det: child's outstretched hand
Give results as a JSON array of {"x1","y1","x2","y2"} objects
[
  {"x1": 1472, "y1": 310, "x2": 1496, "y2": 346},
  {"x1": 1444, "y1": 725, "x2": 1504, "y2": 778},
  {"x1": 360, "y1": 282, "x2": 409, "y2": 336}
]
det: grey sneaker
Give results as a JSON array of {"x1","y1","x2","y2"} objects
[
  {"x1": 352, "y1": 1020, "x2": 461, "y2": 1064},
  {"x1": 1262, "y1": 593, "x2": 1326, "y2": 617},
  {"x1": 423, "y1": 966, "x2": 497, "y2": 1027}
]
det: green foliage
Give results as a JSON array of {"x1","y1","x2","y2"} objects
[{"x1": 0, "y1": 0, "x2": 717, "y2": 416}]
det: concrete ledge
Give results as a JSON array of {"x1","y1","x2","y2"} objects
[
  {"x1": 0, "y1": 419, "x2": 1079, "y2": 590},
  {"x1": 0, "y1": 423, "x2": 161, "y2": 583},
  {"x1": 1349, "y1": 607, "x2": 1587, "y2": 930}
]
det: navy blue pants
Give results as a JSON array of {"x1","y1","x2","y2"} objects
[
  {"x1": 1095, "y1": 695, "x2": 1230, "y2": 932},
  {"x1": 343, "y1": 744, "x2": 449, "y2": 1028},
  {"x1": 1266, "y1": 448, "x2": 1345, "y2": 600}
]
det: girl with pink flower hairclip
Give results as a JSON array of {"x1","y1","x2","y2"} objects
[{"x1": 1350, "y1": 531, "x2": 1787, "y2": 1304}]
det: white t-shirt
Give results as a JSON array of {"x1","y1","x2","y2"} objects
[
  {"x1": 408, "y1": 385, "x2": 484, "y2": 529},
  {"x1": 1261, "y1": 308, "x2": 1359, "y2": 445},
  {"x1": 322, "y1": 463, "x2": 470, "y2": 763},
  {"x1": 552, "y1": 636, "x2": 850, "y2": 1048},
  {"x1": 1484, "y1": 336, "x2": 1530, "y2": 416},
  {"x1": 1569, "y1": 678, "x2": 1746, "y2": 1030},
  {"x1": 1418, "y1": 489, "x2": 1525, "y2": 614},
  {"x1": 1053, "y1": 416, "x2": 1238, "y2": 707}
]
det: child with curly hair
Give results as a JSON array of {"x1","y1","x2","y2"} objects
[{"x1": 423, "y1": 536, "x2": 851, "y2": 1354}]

==

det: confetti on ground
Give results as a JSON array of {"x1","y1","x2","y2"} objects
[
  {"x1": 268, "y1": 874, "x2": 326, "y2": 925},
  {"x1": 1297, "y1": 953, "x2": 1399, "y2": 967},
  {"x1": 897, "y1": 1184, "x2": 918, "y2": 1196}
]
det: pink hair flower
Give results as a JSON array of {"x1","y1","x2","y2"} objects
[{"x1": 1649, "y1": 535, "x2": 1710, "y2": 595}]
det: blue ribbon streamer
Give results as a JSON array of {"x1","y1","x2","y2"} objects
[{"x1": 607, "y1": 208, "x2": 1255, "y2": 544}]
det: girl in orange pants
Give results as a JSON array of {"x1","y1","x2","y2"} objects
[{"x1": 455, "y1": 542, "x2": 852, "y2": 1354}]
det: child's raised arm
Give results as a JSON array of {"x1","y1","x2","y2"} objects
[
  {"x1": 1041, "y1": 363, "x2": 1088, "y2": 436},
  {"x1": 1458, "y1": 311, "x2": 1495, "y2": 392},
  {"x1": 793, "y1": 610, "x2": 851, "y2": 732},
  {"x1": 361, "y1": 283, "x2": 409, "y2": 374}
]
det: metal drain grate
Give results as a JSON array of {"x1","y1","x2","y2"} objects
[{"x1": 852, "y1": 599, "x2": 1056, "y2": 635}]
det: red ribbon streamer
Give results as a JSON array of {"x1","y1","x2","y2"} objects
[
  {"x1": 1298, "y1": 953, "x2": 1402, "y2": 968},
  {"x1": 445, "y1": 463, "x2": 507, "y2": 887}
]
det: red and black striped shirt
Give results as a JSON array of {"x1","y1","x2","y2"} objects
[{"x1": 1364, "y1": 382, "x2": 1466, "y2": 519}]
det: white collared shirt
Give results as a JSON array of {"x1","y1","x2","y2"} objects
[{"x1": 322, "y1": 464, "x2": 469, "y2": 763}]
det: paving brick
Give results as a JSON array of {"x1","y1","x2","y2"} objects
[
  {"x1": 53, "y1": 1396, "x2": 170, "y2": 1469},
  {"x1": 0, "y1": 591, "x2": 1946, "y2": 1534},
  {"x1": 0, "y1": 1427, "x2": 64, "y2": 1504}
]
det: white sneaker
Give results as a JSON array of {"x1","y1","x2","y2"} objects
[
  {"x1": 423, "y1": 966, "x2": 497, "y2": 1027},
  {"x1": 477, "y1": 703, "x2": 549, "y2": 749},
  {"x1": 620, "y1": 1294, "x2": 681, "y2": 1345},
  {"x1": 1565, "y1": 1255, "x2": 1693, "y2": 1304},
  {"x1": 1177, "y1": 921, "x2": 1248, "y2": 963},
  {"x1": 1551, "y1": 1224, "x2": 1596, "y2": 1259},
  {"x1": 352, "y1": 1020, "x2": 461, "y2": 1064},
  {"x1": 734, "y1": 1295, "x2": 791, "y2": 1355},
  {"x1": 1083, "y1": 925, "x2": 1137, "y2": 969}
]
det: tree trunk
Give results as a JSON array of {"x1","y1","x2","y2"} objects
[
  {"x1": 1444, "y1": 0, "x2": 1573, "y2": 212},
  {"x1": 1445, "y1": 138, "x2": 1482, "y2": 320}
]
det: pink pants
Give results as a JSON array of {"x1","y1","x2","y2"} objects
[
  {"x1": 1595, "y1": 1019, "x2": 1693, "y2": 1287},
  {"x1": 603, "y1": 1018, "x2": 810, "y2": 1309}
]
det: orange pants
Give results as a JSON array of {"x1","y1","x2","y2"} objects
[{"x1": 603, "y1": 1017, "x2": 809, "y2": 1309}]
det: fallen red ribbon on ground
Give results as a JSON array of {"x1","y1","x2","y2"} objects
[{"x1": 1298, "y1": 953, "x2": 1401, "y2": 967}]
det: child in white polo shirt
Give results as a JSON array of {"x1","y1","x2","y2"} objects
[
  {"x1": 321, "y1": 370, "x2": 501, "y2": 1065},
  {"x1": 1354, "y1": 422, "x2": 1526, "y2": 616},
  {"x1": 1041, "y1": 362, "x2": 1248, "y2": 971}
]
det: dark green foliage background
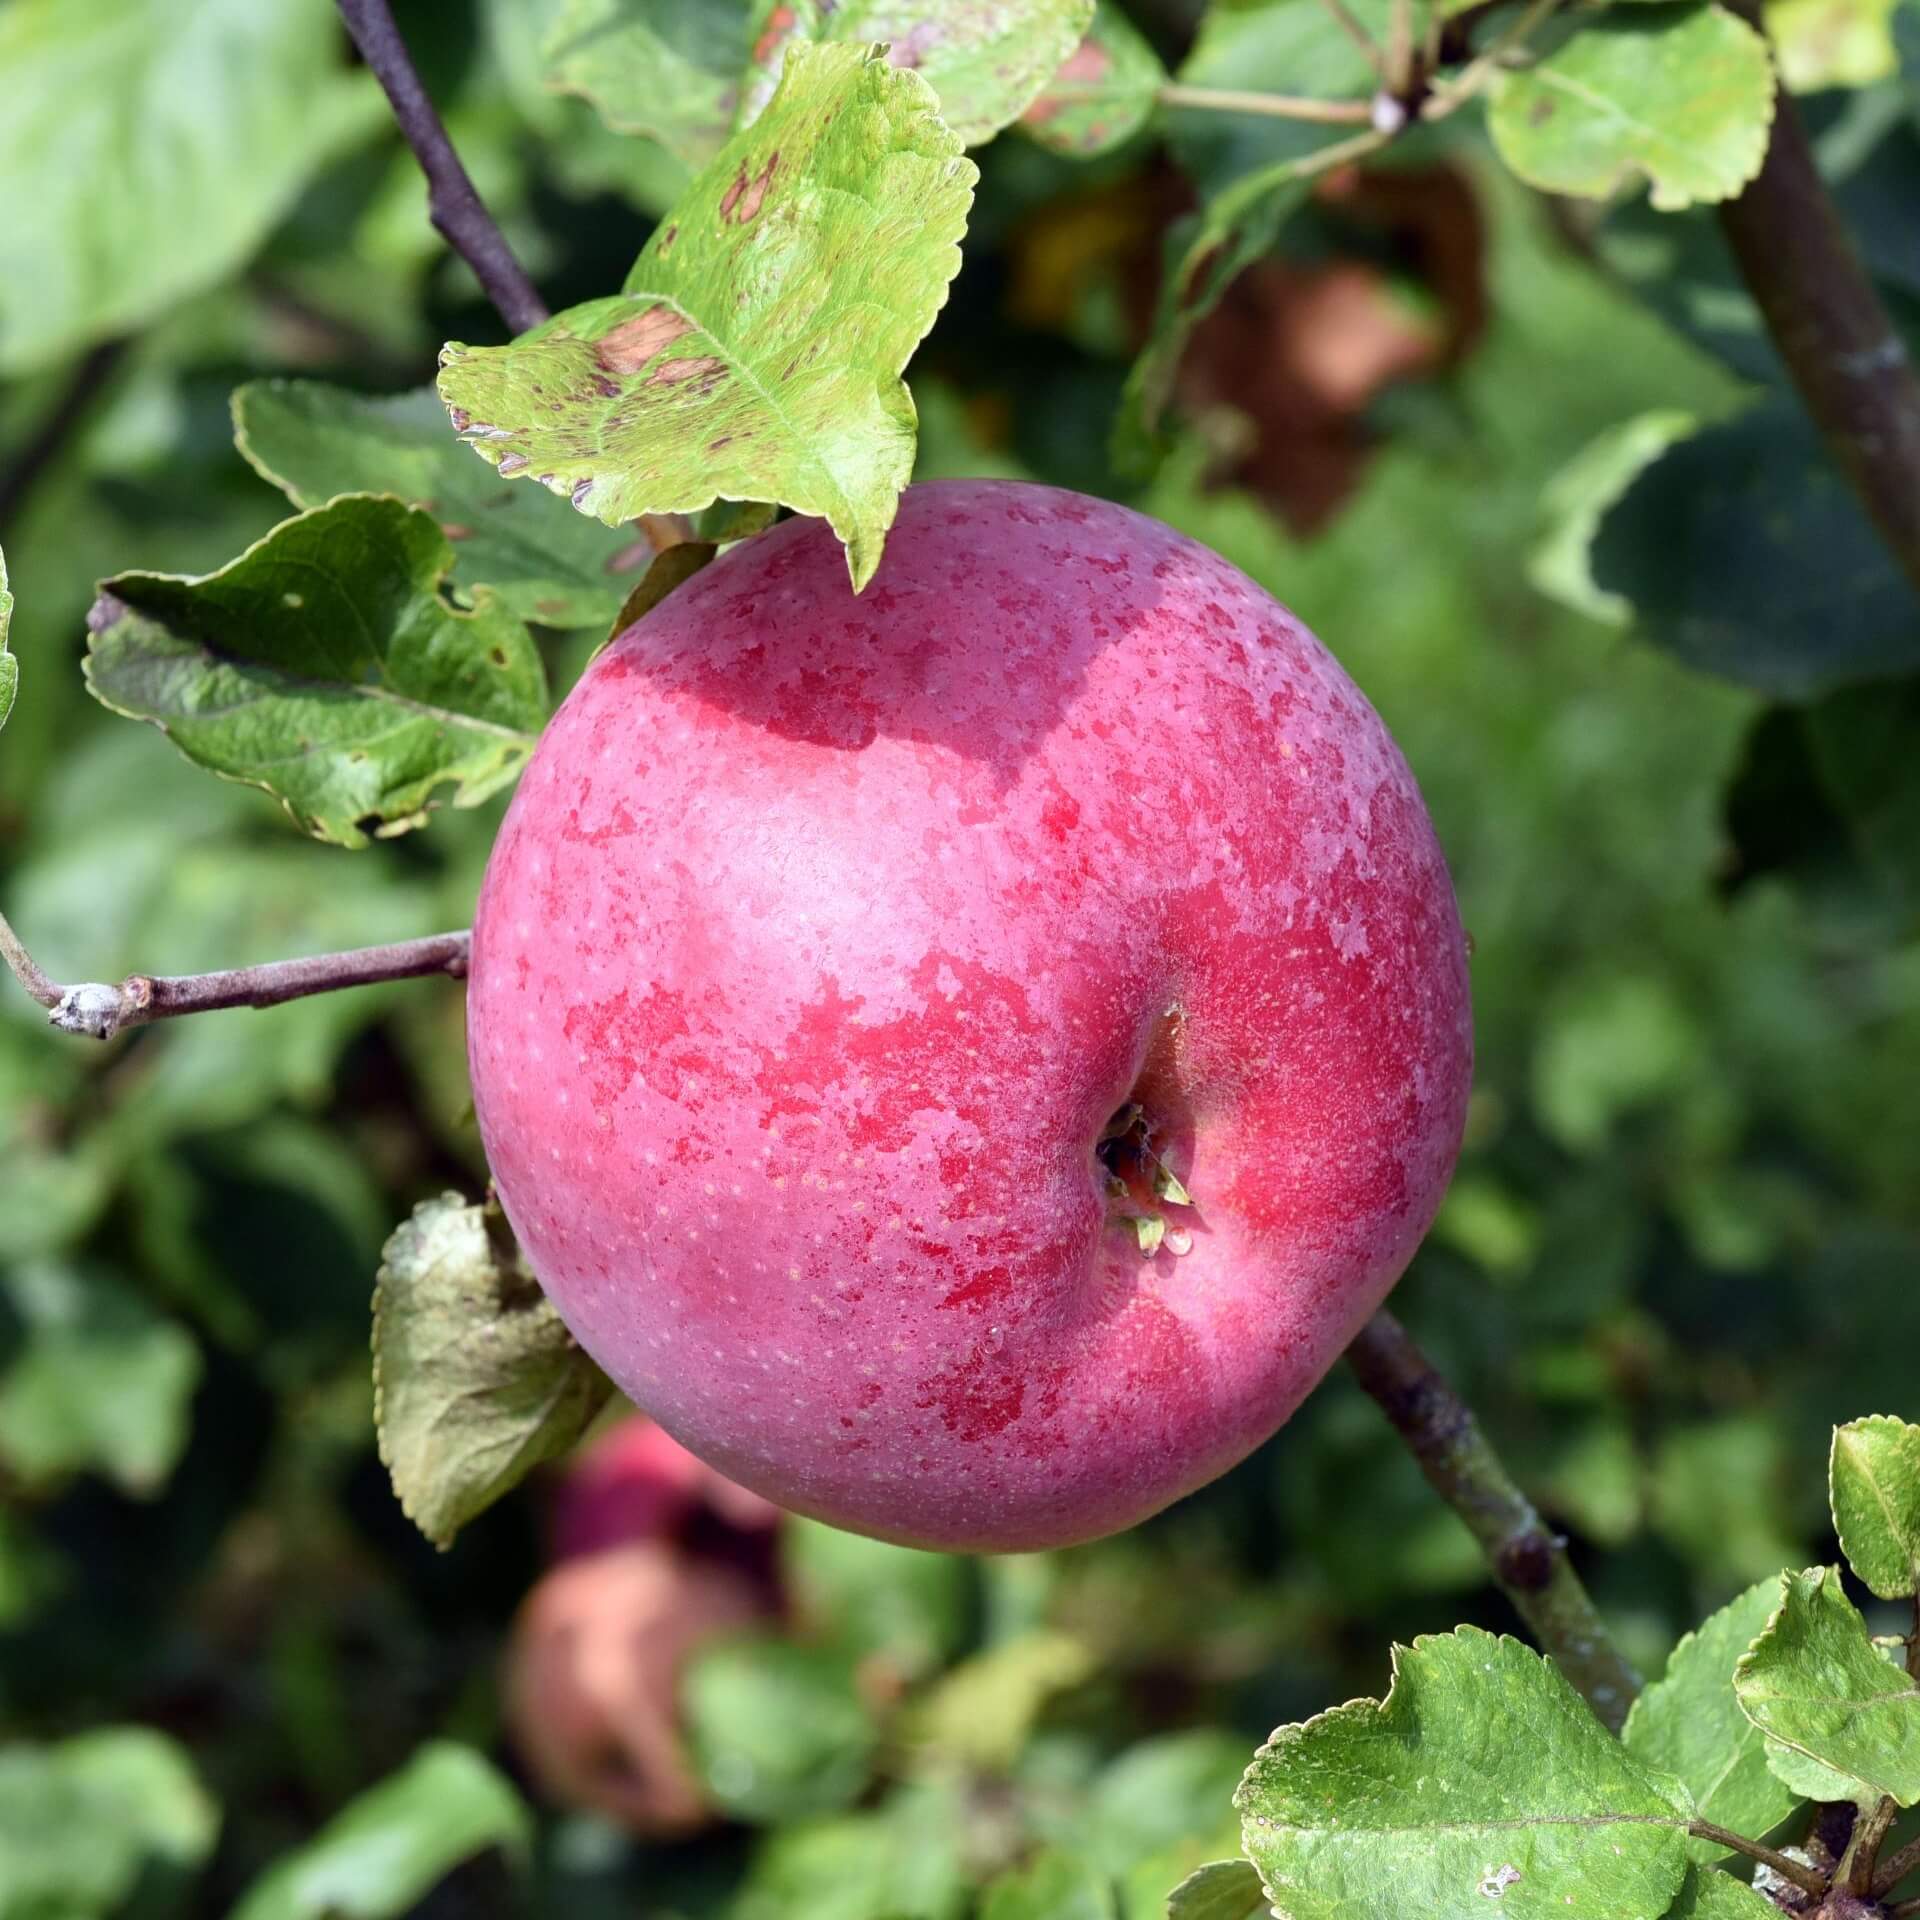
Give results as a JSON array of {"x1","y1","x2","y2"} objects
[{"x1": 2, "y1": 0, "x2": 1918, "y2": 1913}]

==

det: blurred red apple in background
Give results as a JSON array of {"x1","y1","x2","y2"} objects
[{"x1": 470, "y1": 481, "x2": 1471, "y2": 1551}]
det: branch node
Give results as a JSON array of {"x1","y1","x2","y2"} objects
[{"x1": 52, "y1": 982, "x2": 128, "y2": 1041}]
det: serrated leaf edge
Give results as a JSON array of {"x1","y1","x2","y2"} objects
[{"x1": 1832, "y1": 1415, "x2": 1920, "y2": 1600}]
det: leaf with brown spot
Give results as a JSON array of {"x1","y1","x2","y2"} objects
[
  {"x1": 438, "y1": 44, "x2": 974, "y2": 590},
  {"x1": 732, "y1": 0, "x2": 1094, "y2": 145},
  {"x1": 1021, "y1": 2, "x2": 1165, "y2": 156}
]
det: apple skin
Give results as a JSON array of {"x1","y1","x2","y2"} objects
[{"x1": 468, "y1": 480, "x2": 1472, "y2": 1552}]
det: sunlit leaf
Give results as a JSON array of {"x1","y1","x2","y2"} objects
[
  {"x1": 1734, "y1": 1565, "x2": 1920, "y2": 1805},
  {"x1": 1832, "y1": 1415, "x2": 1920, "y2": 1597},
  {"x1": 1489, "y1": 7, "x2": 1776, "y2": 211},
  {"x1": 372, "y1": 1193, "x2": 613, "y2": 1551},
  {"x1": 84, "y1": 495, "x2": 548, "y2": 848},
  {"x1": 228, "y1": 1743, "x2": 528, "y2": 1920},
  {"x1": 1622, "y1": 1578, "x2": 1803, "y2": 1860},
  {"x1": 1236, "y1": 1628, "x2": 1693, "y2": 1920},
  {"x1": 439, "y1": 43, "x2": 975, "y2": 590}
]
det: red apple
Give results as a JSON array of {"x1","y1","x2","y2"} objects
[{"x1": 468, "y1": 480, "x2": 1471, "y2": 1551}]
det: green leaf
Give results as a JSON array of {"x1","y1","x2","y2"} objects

**What you have to do**
Find "det: child in white polo shirt" in the entries above and copy that whole line exactly, then each line after it through the line that contains "det: dark green foliage background".

**Task solution**
det: child in white polo shirt
Give results as a JSON array of {"x1","y1","x2","y2"} objects
[
  {"x1": 321, "y1": 370, "x2": 501, "y2": 1065},
  {"x1": 1354, "y1": 422, "x2": 1526, "y2": 616},
  {"x1": 1041, "y1": 362, "x2": 1248, "y2": 971}
]
det: dark green foliage background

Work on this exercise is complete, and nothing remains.